日々、女であることの不平等さを感じています。

親友の美奈子(三吉彩花)から、早藤(風間俊介)と婚約したと告げられますが、
その早藤こそ、美鈴に女であることの不平等さの意識を植え付けた張本人。
早藤は、表向き人当たりの良いサラリーマンですが、
裏では女を見下し、暴力を振るう最低な男。
美奈子と付き合いながら美鈴に乱暴し、
その後も何食わぬ顔で、美鈴を呼び出します。
美鈴はそんな早藤を忌み嫌いながらも、
性の欲望が芽生え、呼び出しに応じてしまうのです。

ある日、美鈴の担当クラスの男子生徒・新妻(猪狩蒼弥)から
性の悩みを打ち明けられ、思わず美鈴も自身の本音を漏らします。
そして新妻は自分に本音をさらけ出してくれた美鈴にひかれていきます。

 

美鈴と新妻の共通点は、双方とも「暴力」によって犯されたと思っていること。
美鈴は男によって力尽くで。
だから彼女ははじめ新妻に、
「相手は女なのだから、本気で抗えば避けられたでしょう」
と言うのですが、
人妻に魅入られたようになって、逃れられなかった、と。
彼にとっては犯されたのと同様だったのでしょう。

- [データ抜粋]:
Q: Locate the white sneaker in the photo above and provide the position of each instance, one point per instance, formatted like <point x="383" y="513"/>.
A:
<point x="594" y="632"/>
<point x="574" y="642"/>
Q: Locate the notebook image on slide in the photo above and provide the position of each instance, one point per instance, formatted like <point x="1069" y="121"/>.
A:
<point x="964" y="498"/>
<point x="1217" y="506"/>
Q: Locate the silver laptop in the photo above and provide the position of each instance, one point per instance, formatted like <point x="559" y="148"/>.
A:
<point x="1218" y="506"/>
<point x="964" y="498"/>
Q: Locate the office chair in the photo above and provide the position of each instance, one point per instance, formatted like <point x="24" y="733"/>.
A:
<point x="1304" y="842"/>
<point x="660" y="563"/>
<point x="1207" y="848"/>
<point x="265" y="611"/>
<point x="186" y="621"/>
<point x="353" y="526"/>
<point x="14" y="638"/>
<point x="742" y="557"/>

- [取り組む課題]:
(A) リストの中で「laptop」という語を含む行は何行ありますか？数だけを答えてください。
(B) ドラマのあらすじを、最後の文に続けて書き進めてください。
ドラマのあらすじとリストは互いに関係がありません。

- [解答一覧]:
(A) 1

(B)
男であれ、女であれ、相手の強引さに逆らうことができず、
ただ自分の弱さ、無力感を思い知るということがあれば、
それは立派な「暴力」ということかも知れません。

女だから無力で、相手の言いなりになるしかないのだと思っていた美鈴は、
次第にそうではないのではないかと思うようになっていきますね。

絶対的強者として彼女の上に君臨していた早藤ですが、
徐々に逆に美鈴から追い詰められるようになっていくという展開は見事でした。

本作、なかなか描写が強烈で、オトナの作品。
特に、風間俊介さんがこんなえげつない最低男を演じるとは
思っていなかったので、焦りました。

早藤があんな風に女性を見下し乱暴をふるうのは、
実は彼の弱さの裏返しであるということが次第に見えてくるのです。
実際、世にあるドメスティックバイオレンスというのも、そんなところに根がありそうです。

そして又、早藤の本性など何も知らずに結婚しようとしている
おバカな女と見えていた美奈子が実は・・・というところもすごいですね。
女は恐いですよ。

気持ちが繊細な新妻を演じていたのは、HiHi Jetsの猪狩くん。
あ、違った。
今度はなんというグループのメンバーになったのだっけ? 
ときおりバラエティ番組などで見る彼のイメージとはまったく違っていて、
これも楽しかった。


<Amazon prime videoにて>

「先生の白い嘘」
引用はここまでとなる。